# REQUIREMENT
Once the line with "Mark a point on each instance of the microphone" is found, repeat exactly that line and every one after it until the data below ends, including the last line.
*** INPUT RECORDS ***
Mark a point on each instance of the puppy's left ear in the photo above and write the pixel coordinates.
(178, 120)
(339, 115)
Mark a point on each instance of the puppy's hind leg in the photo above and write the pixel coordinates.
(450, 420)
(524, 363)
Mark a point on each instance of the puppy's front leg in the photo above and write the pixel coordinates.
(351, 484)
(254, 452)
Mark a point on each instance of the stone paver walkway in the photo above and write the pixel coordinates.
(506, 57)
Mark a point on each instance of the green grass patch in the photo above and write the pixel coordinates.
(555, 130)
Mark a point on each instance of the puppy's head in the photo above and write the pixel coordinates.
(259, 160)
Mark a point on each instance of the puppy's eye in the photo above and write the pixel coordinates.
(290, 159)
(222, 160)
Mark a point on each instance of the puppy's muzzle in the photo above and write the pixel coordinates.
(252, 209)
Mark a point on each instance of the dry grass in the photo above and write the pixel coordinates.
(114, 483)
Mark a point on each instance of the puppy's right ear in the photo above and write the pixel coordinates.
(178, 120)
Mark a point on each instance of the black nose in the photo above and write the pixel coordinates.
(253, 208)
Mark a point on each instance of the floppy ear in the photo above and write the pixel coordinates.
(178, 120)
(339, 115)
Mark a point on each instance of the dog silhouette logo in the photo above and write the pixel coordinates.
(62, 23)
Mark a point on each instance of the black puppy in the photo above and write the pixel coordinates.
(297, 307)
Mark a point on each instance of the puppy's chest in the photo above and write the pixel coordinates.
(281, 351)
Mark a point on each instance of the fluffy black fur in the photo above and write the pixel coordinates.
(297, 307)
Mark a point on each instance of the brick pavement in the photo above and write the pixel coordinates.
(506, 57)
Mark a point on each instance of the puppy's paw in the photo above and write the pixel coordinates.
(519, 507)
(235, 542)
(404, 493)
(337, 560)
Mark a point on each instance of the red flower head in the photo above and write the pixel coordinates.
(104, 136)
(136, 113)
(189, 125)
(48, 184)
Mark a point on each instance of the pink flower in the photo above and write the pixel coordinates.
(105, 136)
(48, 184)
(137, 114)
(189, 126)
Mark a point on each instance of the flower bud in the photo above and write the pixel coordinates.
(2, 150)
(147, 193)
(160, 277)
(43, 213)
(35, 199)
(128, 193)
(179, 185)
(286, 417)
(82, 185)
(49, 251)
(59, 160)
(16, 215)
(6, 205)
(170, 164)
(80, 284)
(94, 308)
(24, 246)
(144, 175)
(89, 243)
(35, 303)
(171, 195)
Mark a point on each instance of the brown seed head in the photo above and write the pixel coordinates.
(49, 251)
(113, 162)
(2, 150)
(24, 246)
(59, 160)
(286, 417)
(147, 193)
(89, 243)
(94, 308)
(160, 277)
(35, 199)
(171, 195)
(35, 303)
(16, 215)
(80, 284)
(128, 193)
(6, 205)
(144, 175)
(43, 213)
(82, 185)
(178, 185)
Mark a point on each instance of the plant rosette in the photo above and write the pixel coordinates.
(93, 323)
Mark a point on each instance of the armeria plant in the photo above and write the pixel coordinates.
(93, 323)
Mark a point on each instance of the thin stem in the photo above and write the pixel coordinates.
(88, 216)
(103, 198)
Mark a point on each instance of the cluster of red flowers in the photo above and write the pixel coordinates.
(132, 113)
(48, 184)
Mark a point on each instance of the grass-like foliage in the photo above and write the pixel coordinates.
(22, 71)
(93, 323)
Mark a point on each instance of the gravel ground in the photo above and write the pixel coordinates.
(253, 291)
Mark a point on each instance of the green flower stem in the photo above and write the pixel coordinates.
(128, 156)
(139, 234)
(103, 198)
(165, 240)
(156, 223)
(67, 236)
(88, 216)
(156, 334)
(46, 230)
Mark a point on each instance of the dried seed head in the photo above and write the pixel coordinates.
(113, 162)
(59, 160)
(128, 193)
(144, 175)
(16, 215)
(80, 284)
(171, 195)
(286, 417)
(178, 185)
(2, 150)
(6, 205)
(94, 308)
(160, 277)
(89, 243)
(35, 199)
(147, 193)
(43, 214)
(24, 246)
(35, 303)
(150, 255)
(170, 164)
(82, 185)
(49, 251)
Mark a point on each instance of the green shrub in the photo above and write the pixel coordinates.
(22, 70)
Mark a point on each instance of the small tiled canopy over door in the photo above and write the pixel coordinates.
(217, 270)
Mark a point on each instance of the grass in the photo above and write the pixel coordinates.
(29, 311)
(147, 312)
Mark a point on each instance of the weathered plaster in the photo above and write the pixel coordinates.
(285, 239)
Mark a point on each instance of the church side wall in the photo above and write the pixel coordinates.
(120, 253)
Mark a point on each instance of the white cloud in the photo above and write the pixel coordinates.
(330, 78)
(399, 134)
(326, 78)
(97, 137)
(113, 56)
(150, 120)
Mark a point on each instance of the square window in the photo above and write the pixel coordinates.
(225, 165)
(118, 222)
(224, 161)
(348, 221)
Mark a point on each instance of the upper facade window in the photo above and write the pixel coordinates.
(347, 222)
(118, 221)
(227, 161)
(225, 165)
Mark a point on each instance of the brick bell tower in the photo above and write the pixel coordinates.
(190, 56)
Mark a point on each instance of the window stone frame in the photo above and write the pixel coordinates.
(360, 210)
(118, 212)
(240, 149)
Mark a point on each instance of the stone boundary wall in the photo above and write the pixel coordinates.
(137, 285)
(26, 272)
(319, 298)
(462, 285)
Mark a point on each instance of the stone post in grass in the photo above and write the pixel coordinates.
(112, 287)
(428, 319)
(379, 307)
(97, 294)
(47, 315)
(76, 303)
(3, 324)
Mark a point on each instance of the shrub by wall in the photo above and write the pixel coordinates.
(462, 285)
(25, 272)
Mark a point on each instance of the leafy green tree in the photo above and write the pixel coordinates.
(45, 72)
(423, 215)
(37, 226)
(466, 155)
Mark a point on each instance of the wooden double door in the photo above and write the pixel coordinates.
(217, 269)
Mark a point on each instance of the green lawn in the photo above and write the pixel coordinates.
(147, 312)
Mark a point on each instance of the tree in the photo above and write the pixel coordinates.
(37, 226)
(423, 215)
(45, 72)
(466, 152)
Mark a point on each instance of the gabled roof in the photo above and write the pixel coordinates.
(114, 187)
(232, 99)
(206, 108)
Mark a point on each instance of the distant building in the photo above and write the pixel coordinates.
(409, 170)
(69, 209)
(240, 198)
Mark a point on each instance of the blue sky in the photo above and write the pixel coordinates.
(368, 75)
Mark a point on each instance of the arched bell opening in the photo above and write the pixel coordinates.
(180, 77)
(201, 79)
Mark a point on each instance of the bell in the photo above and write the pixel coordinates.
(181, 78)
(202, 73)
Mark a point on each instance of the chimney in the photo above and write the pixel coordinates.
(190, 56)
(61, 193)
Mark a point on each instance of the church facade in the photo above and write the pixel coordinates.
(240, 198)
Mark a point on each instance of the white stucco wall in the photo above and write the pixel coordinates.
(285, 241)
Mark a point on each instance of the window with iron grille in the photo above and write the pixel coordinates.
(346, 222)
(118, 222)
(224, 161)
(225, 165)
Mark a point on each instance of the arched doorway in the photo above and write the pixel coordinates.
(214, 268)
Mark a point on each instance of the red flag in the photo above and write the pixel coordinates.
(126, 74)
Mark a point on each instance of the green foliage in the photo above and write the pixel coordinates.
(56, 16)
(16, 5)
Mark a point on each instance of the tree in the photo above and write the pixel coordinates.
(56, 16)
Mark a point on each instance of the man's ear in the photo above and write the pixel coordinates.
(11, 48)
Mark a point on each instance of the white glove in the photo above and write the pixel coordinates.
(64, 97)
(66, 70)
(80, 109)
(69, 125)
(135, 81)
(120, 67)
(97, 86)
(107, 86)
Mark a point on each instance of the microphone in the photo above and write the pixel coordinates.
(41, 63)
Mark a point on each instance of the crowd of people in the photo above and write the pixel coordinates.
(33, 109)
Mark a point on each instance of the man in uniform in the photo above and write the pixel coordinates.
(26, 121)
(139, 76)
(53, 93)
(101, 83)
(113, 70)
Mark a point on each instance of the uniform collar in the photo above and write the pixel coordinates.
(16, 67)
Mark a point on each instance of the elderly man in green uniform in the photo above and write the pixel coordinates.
*** End of INPUT RECORDS ***
# WRITTEN REPLY
Mark a point on each instance of the microphone in the photo above and write the pixel coordinates.
(41, 63)
Mark a point on each instance of the crowd of people in the photo above and write the pixel coordinates.
(33, 109)
Mark a point on each instance of the man in uniform in the photo above and write the pixel coordinates.
(26, 121)
(139, 76)
(53, 93)
(101, 83)
(113, 70)
Mark a point on each instance of the uniform collar in the photo above and write the pixel coordinates.
(16, 67)
Mark a point on each instance of the elderly man in green uniform in the photo above and write the pixel coordinates.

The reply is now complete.